§ Instructions for the task
The entries below must be retyped in full. Keep every word the same.

--- Records to process ---

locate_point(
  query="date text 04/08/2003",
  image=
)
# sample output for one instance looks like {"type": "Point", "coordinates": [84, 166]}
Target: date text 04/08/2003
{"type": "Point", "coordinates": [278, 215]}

---

§ Answer box
locate_point(
  query="date text 04/08/2003",
  image=
)
# sample output for one instance looks like {"type": "Point", "coordinates": [84, 166]}
Target: date text 04/08/2003
{"type": "Point", "coordinates": [278, 215]}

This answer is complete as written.